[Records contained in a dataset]

::::::::

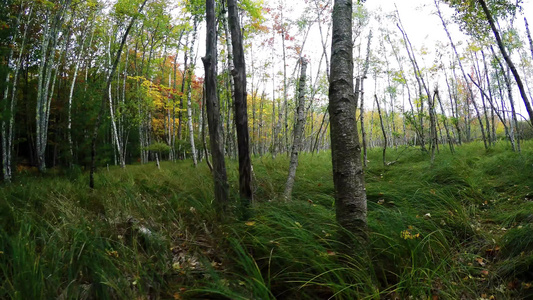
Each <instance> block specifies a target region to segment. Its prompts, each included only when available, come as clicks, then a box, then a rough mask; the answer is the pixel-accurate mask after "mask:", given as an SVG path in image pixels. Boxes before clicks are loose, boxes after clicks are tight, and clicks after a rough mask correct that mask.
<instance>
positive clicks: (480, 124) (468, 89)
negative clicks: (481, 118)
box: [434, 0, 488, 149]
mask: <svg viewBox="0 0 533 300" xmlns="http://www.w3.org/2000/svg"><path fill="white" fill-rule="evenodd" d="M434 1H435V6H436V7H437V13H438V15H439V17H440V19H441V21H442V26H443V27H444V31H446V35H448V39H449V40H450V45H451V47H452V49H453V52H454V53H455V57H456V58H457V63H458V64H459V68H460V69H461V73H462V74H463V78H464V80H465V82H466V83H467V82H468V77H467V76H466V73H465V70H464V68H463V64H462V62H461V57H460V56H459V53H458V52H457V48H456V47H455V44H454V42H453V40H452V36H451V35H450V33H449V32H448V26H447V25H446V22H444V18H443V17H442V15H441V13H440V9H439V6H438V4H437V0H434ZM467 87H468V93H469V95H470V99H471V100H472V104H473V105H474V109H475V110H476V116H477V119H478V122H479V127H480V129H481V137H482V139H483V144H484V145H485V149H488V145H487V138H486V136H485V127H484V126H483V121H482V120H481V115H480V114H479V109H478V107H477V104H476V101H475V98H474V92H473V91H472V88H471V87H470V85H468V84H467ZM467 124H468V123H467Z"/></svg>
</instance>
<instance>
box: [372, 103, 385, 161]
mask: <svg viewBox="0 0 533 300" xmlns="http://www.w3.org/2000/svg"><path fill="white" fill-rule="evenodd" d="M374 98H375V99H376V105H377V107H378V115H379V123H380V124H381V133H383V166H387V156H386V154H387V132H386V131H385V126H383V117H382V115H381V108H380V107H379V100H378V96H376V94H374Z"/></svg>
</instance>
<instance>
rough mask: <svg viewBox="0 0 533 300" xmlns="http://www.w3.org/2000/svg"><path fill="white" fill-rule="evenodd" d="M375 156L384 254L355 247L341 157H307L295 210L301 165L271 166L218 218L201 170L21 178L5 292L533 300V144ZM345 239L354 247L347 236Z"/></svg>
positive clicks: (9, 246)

::::::::

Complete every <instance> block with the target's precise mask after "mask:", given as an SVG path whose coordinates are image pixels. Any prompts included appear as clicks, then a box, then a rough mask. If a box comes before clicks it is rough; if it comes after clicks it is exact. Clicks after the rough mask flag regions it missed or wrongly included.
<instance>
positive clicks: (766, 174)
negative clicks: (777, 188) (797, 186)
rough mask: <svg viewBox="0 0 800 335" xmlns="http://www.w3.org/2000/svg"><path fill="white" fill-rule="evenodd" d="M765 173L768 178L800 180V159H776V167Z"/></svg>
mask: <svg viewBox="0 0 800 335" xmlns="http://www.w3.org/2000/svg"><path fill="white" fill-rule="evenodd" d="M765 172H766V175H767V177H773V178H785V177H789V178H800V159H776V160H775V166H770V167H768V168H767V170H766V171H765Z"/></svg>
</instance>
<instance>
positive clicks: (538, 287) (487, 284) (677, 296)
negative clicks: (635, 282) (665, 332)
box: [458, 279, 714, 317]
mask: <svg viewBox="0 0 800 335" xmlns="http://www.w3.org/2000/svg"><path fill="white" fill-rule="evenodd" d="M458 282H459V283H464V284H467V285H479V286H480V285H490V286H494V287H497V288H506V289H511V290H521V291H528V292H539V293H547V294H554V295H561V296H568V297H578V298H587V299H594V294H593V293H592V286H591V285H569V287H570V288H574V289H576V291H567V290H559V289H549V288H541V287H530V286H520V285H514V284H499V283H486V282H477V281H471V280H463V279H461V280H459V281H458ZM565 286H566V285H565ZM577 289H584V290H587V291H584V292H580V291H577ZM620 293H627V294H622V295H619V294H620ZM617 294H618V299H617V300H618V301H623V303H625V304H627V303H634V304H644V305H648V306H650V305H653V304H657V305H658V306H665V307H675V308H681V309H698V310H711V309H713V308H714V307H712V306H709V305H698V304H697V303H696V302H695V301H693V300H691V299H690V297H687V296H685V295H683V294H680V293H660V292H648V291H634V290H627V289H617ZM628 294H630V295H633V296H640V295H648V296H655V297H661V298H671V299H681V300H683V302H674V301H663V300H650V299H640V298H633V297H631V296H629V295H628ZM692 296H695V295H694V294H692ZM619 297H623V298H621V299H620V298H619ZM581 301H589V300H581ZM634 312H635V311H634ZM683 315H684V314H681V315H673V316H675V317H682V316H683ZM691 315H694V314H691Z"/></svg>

::::::::

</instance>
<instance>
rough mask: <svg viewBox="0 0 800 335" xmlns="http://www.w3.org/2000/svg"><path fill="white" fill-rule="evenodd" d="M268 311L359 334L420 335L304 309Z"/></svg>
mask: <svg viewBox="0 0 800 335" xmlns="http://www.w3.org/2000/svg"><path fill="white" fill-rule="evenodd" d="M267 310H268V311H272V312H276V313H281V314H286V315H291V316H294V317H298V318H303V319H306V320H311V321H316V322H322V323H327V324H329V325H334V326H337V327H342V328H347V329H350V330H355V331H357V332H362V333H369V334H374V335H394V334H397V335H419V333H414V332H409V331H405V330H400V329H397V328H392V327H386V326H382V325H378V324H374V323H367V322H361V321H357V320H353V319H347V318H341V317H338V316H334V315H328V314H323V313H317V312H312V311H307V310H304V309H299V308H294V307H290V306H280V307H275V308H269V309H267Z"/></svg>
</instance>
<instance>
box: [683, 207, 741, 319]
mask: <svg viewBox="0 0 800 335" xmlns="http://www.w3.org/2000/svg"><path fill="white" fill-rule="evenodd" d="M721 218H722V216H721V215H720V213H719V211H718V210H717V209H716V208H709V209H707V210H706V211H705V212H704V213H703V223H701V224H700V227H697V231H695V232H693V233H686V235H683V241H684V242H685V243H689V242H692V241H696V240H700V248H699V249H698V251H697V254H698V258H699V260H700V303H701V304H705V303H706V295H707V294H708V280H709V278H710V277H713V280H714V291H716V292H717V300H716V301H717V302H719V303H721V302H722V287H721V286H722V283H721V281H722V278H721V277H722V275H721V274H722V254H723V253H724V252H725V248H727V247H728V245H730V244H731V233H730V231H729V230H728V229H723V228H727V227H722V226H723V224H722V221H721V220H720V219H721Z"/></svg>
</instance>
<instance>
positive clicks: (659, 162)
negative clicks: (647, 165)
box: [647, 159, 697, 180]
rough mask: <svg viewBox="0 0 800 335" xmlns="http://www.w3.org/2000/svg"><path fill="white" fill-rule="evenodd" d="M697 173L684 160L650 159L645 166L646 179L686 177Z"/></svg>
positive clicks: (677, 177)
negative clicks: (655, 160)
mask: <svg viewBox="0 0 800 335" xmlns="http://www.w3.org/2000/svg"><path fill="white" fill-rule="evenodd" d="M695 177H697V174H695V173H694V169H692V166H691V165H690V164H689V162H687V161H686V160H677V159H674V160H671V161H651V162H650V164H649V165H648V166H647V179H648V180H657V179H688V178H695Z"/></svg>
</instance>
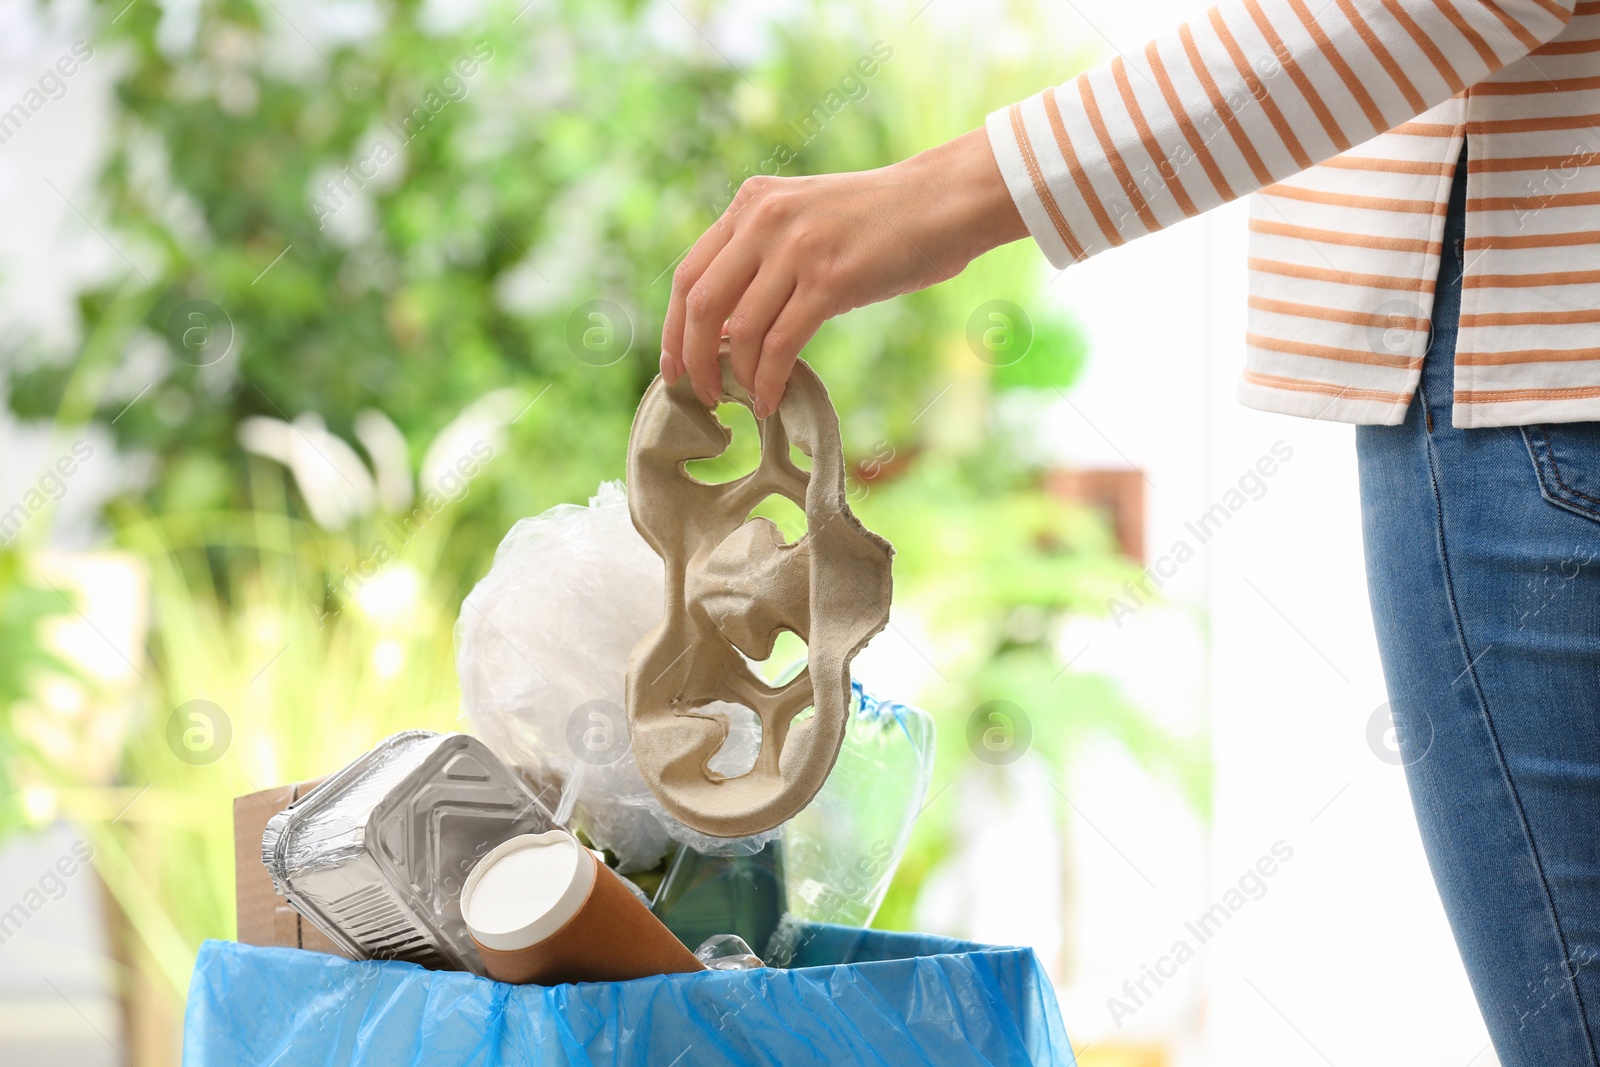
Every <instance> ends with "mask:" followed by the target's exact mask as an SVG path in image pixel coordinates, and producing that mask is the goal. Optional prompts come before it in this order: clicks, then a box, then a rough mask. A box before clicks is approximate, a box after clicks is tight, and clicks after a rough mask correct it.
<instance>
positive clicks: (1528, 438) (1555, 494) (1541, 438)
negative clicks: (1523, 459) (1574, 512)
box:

::::::::

EXERCISE DIRECTIONS :: Out of the data above, give again only the lines starting at the one holding "Each <instance> block" and ending at the one holding "positive clicks: (9, 246)", unchanged.

REPLY ::
Each <instance> block specifies a target region to segment. Its prompts, each included only when available, come as clicks, then a box, then a rough mask; the answer is the pixel-accurate mask after "mask:", given as an SVG path in image pixels. Boxes before clicks are loose, boxes after clicks are tight, and clicks after a rough mask correct that mask.
<instance>
positive clicks: (480, 124) (468, 89)
negative clicks: (481, 118)
box: [434, 0, 488, 149]
mask: <svg viewBox="0 0 533 300" xmlns="http://www.w3.org/2000/svg"><path fill="white" fill-rule="evenodd" d="M434 1H435V6H436V7H437V13H438V15H439V17H440V19H441V21H442V26H443V27H444V31H446V35H448V39H449V40H450V45H451V47H452V49H453V52H454V53H455V57H456V58H457V63H458V64H459V68H460V69H461V73H462V74H463V78H464V80H465V82H466V83H467V82H468V77H467V76H466V73H465V70H464V68H463V64H462V62H461V57H460V56H459V53H458V52H457V48H456V47H455V44H454V42H453V40H452V36H451V35H450V33H449V32H448V26H447V25H446V22H444V18H443V17H442V15H441V13H440V9H439V6H438V4H437V0H434ZM467 87H468V93H469V95H470V99H471V100H472V104H473V105H474V109H475V110H476V116H477V119H478V122H479V127H480V129H481V137H482V139H483V144H484V145H485V149H488V145H487V138H486V136H485V127H484V126H483V121H482V120H481V115H480V114H479V109H478V107H477V104H476V101H475V98H474V92H473V91H472V88H471V87H470V85H468V84H467ZM467 124H468V123H467Z"/></svg>
</instance>
<instance>
box: [372, 103, 385, 161]
mask: <svg viewBox="0 0 533 300" xmlns="http://www.w3.org/2000/svg"><path fill="white" fill-rule="evenodd" d="M374 98H375V99H376V105H377V107H378V115H379V123H380V124H381V133H383V166H387V156H386V154H387V132H386V131H385V126H383V117H382V115H381V108H380V107H379V100H378V96H376V94H374Z"/></svg>
</instance>
<instance>
rough mask: <svg viewBox="0 0 533 300" xmlns="http://www.w3.org/2000/svg"><path fill="white" fill-rule="evenodd" d="M375 156L384 254L355 247L341 157H307L295 210L301 165L271 166L218 218L201 170L21 178L5 292L533 300V144ZM345 239L354 247L347 236Z"/></svg>
positive clicks: (9, 246)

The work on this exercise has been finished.